**What needs to be done:** Find the line that contains "of the potato". Repeat that line and all lines following it, exactly, through the end of the listing below.
───── Stored records ─────
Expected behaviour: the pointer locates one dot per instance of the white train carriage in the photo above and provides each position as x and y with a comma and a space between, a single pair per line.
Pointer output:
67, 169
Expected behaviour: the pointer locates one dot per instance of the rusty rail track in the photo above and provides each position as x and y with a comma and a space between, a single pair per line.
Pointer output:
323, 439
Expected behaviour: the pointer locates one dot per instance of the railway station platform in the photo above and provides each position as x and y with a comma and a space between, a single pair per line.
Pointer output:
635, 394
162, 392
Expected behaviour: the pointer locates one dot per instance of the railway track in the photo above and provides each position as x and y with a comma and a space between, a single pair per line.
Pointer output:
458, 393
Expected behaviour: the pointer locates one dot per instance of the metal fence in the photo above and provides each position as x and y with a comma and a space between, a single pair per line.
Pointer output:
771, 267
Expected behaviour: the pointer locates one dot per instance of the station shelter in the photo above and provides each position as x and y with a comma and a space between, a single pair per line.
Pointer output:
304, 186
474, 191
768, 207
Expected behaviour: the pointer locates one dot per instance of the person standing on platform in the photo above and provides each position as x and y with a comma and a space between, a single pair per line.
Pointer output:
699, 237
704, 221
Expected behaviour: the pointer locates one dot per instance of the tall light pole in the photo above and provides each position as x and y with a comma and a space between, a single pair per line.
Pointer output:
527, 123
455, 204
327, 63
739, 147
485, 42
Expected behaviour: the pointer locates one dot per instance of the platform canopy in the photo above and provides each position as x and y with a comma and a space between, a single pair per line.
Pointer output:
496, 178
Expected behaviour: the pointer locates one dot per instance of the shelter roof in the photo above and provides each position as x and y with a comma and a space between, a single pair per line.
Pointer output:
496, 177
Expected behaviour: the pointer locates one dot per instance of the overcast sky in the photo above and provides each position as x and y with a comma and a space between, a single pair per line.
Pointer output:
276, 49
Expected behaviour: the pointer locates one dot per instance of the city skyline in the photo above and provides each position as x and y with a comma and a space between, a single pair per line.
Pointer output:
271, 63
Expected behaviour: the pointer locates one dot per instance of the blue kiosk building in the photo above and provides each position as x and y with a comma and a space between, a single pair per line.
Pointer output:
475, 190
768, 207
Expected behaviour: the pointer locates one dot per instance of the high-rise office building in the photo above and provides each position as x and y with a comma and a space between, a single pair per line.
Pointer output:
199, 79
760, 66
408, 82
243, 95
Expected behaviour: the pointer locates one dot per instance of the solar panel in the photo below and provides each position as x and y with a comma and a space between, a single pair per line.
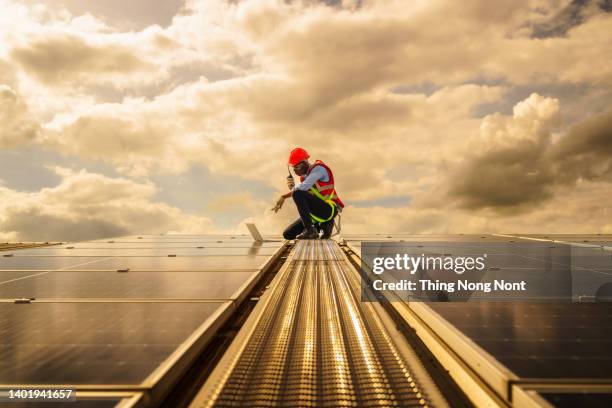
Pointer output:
177, 263
43, 263
159, 251
93, 343
534, 340
568, 340
154, 285
578, 399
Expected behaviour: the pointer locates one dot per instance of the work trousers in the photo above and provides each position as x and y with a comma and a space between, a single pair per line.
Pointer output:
307, 204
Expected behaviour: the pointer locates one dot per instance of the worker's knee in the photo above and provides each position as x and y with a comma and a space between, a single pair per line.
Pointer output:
299, 194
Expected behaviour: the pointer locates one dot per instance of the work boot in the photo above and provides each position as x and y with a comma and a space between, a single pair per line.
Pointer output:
309, 233
327, 227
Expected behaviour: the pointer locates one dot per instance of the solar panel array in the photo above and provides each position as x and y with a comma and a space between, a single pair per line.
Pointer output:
121, 313
549, 342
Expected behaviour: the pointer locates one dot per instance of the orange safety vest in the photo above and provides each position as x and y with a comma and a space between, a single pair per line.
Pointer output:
324, 188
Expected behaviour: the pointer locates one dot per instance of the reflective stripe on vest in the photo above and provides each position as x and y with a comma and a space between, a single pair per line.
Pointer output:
325, 189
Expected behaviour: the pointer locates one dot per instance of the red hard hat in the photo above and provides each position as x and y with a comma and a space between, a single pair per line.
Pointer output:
297, 155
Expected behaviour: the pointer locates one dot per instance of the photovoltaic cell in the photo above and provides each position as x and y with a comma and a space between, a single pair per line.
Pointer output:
163, 285
92, 343
177, 263
43, 263
536, 340
578, 399
160, 251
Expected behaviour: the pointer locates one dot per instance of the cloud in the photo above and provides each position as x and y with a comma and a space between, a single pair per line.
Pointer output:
17, 126
517, 161
86, 206
69, 58
391, 95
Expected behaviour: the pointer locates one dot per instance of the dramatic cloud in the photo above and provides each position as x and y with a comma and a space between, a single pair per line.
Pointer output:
18, 126
518, 162
66, 57
87, 206
423, 110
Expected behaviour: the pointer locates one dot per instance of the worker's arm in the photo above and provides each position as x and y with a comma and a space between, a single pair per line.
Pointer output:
316, 174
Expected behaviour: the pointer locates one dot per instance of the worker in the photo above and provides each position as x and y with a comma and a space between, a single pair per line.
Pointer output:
315, 198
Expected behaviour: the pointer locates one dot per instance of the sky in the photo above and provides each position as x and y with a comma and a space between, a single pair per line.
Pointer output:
438, 116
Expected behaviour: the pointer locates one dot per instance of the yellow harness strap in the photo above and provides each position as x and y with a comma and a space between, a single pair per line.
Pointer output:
329, 201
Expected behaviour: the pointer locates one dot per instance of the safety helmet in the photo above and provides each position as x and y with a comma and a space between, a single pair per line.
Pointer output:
298, 155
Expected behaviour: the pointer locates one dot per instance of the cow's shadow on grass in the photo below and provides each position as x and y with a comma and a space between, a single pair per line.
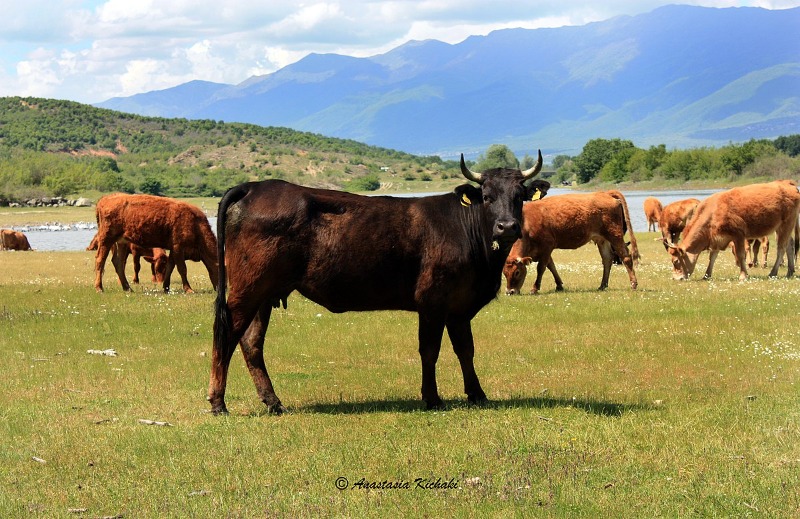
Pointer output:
596, 407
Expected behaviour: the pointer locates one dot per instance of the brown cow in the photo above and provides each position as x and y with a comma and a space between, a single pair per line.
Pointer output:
439, 256
733, 216
634, 245
568, 222
674, 218
150, 222
156, 257
652, 211
13, 240
753, 246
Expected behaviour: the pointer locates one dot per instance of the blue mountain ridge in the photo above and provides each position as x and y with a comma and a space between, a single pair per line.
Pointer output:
682, 76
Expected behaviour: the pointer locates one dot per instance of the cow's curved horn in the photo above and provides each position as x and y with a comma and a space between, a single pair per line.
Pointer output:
530, 173
469, 174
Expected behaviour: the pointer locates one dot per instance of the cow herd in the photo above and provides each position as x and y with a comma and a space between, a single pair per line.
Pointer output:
442, 257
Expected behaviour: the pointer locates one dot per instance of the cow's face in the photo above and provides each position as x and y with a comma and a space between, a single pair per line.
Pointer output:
501, 194
515, 271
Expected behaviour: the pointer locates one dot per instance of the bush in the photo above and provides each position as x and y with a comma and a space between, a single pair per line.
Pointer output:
366, 183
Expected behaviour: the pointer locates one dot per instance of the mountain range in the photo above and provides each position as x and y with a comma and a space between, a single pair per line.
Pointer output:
682, 76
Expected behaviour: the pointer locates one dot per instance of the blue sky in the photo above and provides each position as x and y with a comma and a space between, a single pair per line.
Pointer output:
92, 50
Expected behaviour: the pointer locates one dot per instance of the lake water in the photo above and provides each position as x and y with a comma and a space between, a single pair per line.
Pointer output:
54, 237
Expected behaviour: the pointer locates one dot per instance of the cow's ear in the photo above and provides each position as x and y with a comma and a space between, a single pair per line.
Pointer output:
468, 194
536, 189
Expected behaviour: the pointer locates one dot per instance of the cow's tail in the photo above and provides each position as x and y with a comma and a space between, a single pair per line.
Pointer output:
626, 214
222, 315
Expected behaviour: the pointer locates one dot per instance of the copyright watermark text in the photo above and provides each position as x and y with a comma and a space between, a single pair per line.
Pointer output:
342, 483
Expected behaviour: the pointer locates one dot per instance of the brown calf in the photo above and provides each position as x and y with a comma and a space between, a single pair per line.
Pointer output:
568, 222
733, 216
150, 222
652, 211
674, 218
13, 240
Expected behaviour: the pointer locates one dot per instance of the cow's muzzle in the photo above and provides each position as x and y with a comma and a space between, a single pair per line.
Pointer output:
506, 230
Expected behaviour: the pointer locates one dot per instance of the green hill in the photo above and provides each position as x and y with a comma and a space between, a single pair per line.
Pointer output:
61, 148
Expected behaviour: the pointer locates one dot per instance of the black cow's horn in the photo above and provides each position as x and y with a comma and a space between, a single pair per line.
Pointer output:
530, 173
469, 174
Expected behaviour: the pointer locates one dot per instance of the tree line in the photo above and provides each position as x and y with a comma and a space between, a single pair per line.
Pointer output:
617, 160
61, 148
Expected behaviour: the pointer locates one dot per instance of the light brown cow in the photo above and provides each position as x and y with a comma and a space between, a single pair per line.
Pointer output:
733, 216
156, 257
753, 247
634, 245
674, 218
13, 240
152, 221
568, 222
652, 211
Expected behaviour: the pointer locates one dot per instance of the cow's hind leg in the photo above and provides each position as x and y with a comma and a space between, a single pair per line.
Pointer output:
252, 344
229, 327
460, 333
739, 252
103, 248
180, 264
119, 257
608, 258
551, 266
430, 342
784, 239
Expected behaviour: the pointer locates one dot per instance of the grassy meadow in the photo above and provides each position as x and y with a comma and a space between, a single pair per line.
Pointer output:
676, 399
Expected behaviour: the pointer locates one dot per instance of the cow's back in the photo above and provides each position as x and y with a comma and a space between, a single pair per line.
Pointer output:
755, 210
570, 221
325, 244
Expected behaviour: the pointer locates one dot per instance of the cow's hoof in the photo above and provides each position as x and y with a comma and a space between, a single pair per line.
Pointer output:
220, 411
277, 409
478, 399
434, 404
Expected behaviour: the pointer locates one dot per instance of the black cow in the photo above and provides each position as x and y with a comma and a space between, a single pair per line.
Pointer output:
440, 256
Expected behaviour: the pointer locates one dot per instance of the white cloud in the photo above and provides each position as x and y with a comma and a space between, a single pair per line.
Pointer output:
90, 50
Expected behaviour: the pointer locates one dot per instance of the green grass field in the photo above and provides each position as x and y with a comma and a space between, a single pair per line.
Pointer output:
677, 399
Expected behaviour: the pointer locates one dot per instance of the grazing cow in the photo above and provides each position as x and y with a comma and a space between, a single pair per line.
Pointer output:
440, 256
674, 218
568, 222
733, 216
753, 246
13, 240
652, 211
633, 243
158, 259
150, 222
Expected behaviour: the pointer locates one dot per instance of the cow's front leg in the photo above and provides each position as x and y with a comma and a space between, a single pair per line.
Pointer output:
740, 260
607, 258
551, 266
460, 333
180, 264
100, 264
541, 265
430, 342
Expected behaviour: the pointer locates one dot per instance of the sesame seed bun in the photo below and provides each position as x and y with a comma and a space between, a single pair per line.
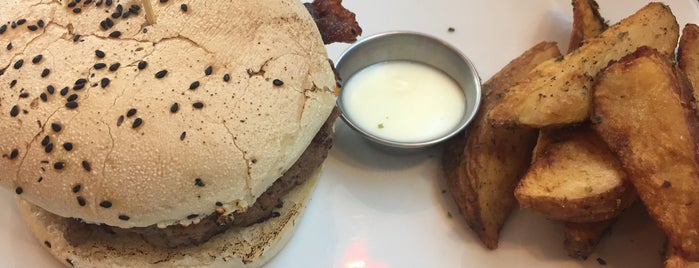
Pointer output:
109, 120
243, 247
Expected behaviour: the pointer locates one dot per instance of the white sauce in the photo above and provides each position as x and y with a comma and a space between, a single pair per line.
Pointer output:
403, 101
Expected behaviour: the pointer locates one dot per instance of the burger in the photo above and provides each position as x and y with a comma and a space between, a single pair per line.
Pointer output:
191, 140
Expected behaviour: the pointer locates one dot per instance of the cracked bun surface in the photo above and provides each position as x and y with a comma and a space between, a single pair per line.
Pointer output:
109, 120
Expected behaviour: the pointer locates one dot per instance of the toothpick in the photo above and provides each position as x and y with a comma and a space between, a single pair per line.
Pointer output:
150, 15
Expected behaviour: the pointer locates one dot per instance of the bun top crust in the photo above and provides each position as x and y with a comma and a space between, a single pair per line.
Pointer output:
161, 124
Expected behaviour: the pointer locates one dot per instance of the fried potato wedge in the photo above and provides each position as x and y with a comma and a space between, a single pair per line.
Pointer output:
674, 260
688, 55
643, 109
482, 167
587, 23
557, 92
574, 177
580, 239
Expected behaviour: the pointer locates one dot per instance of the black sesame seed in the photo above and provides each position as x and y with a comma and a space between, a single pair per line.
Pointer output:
194, 85
71, 105
45, 141
105, 82
14, 111
14, 154
114, 67
99, 66
48, 148
68, 146
81, 201
59, 165
72, 97
137, 123
131, 112
18, 64
37, 58
79, 86
175, 107
161, 74
106, 204
86, 166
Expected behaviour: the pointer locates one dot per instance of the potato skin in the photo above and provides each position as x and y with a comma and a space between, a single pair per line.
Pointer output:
558, 91
644, 111
483, 164
574, 177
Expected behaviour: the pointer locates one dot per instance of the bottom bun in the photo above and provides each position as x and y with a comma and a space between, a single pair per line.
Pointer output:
251, 246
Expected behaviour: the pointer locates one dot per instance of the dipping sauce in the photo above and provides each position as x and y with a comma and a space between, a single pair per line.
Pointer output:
─────
**Written response:**
Expected behaviour: the pointer locates one dot per instance of the potato skin in the photo above and provides each position as x and y with a comma and a space between, a single pair per line.
Pointer output:
558, 91
644, 111
483, 164
574, 177
Expected behaviour: the pointer locates one dot per instance of the bottom bun in the photo above and provides each position as x and y with a comma and a space between, a single pair per line.
Pointer output:
251, 246
Expected behaviour: the pointer locates one dot per instance of the dipping sauce in the photo above and provides each position as x and y with a comma and a space between, a single pair per line.
Pointer output:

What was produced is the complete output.